Starting with the line that has "If you could indicate the boy in" in it, repeat every line through the last one, word for word, and give nothing more.
>> Start
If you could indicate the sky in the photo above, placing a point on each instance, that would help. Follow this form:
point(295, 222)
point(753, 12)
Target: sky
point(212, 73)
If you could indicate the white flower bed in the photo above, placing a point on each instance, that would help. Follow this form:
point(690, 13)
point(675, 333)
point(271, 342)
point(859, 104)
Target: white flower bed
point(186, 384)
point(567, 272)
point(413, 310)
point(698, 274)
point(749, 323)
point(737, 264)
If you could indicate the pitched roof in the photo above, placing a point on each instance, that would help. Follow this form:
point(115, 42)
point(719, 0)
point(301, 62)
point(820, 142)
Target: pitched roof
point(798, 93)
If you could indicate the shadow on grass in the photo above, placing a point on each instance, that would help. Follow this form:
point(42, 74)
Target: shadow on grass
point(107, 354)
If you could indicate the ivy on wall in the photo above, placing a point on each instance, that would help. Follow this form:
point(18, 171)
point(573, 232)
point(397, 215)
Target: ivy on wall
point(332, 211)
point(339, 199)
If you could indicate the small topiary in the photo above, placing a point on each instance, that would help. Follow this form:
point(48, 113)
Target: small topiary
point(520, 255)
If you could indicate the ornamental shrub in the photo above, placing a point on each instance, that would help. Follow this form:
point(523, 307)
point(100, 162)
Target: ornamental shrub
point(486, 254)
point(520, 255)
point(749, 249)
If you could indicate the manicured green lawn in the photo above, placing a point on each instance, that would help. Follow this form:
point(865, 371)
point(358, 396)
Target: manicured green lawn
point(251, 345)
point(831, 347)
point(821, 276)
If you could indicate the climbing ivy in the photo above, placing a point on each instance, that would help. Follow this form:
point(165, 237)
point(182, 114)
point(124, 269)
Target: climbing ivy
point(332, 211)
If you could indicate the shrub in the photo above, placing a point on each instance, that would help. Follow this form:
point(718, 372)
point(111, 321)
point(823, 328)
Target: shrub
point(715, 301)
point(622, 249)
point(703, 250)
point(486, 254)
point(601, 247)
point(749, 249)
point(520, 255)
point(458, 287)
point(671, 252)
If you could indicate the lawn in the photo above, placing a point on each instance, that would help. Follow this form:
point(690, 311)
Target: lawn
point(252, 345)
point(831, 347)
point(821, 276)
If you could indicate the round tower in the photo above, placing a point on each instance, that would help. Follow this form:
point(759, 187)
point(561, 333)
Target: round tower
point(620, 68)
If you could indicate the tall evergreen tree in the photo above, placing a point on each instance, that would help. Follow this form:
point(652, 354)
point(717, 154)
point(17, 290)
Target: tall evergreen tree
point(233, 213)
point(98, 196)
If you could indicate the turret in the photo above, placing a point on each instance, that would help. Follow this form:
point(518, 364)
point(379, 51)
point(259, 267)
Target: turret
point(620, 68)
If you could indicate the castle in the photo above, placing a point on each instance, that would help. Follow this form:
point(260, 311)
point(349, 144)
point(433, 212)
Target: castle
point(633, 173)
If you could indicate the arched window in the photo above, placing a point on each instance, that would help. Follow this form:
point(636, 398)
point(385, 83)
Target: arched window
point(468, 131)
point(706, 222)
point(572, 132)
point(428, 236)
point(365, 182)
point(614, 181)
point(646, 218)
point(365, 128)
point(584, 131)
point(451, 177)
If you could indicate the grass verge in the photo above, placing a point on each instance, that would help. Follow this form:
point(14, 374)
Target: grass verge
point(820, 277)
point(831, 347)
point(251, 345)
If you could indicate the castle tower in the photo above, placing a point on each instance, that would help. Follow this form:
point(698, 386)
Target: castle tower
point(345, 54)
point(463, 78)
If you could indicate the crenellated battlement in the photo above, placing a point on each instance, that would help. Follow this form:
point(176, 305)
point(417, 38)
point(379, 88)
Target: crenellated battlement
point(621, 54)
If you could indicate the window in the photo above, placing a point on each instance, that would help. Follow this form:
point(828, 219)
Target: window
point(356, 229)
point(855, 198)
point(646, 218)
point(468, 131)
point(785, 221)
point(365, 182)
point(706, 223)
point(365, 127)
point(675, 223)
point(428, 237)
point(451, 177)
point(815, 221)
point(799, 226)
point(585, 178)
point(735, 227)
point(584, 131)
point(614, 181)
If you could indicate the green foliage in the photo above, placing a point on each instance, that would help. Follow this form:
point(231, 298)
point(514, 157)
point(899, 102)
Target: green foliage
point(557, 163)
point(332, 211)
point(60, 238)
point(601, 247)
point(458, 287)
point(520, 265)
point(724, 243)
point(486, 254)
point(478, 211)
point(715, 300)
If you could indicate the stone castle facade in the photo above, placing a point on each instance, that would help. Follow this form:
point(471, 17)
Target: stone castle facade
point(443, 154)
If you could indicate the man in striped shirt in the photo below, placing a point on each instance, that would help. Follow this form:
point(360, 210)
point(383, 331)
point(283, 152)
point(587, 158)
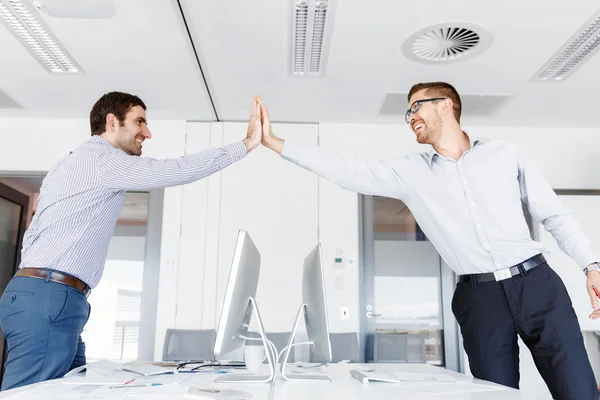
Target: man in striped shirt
point(44, 308)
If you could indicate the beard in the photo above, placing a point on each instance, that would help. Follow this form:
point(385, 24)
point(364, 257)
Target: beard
point(430, 132)
point(128, 141)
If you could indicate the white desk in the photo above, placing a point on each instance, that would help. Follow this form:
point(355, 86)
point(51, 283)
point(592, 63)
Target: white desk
point(342, 386)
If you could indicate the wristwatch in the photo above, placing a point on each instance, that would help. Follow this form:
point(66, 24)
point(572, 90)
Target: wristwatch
point(595, 266)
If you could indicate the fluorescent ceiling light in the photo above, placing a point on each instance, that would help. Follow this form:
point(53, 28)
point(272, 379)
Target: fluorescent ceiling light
point(311, 30)
point(582, 45)
point(24, 22)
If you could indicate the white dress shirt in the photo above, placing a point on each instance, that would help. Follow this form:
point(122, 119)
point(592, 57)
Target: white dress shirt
point(470, 208)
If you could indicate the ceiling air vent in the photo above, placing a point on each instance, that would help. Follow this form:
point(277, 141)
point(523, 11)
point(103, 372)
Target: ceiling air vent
point(311, 30)
point(446, 43)
point(578, 49)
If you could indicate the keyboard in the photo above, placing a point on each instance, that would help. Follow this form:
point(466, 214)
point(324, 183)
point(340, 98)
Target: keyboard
point(369, 376)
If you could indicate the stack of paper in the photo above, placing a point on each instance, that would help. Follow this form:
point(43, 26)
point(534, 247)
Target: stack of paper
point(425, 378)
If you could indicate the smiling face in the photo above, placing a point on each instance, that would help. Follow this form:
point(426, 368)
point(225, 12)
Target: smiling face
point(424, 117)
point(132, 131)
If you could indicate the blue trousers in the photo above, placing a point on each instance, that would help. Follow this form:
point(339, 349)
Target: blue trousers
point(42, 321)
point(537, 307)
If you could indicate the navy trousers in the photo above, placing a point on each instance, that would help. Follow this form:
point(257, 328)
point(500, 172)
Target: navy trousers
point(536, 306)
point(42, 321)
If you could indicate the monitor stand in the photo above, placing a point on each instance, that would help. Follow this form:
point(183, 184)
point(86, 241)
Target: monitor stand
point(299, 377)
point(254, 378)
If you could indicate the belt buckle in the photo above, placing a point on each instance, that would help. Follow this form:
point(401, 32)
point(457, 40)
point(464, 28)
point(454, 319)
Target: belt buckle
point(502, 274)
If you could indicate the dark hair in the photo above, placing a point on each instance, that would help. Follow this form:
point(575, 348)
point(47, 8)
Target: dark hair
point(117, 103)
point(439, 89)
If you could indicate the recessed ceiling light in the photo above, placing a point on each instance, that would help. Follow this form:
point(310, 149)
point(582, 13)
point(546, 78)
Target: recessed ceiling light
point(578, 49)
point(311, 30)
point(23, 21)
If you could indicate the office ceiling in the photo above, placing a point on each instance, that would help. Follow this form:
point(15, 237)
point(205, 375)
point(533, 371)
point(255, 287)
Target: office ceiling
point(243, 47)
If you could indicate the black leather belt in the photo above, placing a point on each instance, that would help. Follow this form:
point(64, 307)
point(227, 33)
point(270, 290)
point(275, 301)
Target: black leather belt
point(506, 273)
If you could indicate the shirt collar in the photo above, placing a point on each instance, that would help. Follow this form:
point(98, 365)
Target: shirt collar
point(97, 139)
point(433, 152)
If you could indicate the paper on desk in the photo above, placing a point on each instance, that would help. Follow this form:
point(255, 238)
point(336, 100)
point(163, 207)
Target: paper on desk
point(148, 369)
point(459, 387)
point(63, 392)
point(418, 377)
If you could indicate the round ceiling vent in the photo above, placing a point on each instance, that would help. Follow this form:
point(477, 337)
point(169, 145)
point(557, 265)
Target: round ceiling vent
point(446, 43)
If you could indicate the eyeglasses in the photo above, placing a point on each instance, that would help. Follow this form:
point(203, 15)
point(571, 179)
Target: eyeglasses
point(417, 104)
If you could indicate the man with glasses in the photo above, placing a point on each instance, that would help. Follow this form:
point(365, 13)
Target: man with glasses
point(466, 194)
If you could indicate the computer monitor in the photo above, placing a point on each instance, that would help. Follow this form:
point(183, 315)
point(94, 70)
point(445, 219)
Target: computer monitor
point(314, 310)
point(238, 306)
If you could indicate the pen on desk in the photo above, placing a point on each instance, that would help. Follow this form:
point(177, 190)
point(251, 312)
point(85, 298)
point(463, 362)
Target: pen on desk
point(140, 385)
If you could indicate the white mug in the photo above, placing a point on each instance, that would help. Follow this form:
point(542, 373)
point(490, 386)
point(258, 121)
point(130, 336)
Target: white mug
point(254, 356)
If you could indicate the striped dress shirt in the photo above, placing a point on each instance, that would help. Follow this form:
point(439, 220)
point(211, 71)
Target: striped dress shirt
point(470, 208)
point(82, 196)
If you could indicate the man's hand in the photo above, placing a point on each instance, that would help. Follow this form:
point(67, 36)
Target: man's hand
point(269, 139)
point(593, 281)
point(254, 135)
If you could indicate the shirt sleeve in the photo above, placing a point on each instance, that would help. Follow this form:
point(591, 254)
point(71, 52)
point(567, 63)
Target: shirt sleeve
point(545, 206)
point(120, 171)
point(370, 177)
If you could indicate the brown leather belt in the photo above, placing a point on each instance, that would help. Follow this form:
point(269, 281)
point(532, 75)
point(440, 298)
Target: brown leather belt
point(55, 276)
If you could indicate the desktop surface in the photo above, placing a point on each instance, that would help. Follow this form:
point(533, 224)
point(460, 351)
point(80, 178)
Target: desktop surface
point(342, 385)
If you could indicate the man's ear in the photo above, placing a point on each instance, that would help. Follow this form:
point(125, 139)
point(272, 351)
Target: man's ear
point(112, 123)
point(447, 106)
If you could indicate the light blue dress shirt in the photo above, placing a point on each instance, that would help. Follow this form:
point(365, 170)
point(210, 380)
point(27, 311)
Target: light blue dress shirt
point(470, 208)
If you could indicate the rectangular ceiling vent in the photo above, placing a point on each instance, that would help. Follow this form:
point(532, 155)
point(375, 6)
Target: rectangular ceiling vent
point(24, 22)
point(311, 30)
point(580, 47)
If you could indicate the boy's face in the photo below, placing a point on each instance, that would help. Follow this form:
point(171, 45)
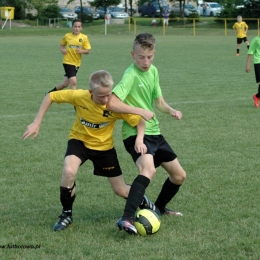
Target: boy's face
point(143, 58)
point(101, 95)
point(76, 28)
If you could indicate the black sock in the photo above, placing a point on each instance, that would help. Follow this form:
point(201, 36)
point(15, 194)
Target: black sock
point(54, 89)
point(168, 191)
point(258, 94)
point(67, 200)
point(135, 195)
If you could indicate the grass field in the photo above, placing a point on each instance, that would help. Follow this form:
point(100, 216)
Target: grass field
point(216, 141)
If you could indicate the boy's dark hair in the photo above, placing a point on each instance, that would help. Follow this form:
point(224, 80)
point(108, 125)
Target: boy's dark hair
point(146, 40)
point(75, 21)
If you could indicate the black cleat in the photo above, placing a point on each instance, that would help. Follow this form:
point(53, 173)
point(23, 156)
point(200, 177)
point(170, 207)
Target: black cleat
point(147, 204)
point(63, 222)
point(170, 212)
point(127, 225)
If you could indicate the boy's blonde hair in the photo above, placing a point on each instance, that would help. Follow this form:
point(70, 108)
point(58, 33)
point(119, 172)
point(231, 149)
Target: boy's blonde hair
point(146, 40)
point(100, 78)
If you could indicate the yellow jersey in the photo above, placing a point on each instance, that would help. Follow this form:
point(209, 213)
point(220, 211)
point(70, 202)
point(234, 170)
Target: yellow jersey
point(94, 124)
point(72, 42)
point(240, 28)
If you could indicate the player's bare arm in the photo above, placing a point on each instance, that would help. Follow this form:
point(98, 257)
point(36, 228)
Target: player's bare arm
point(34, 127)
point(162, 106)
point(63, 50)
point(116, 105)
point(248, 62)
point(82, 51)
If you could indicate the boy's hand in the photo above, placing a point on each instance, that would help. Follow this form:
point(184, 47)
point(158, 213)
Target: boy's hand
point(32, 129)
point(147, 115)
point(177, 114)
point(63, 51)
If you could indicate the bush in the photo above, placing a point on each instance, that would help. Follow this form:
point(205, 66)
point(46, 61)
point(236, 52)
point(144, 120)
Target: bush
point(51, 11)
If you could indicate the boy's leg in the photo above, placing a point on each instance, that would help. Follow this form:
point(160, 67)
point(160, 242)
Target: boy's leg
point(171, 186)
point(134, 199)
point(122, 189)
point(73, 83)
point(238, 49)
point(136, 195)
point(64, 84)
point(67, 191)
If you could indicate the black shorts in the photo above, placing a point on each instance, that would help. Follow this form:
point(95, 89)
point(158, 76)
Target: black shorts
point(240, 40)
point(70, 70)
point(156, 146)
point(257, 72)
point(105, 162)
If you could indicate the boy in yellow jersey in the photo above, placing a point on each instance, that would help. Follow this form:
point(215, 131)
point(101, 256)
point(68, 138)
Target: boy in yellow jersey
point(91, 139)
point(241, 29)
point(254, 51)
point(72, 46)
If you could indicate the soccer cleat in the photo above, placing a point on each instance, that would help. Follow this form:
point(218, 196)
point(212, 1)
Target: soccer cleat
>> End
[RESULT]
If you could indicate the boy in yellow jersey in the photo above, placing a point on each instance, that would help. Follow this form:
point(215, 131)
point(101, 256)
point(68, 138)
Target: boy in yellow jersey
point(91, 139)
point(241, 29)
point(254, 51)
point(72, 46)
If you could indicate the soccer cleat in the photo above, placing a point on each instance, that would help. Follow this form:
point(218, 196)
point(212, 1)
Target: soccer cleat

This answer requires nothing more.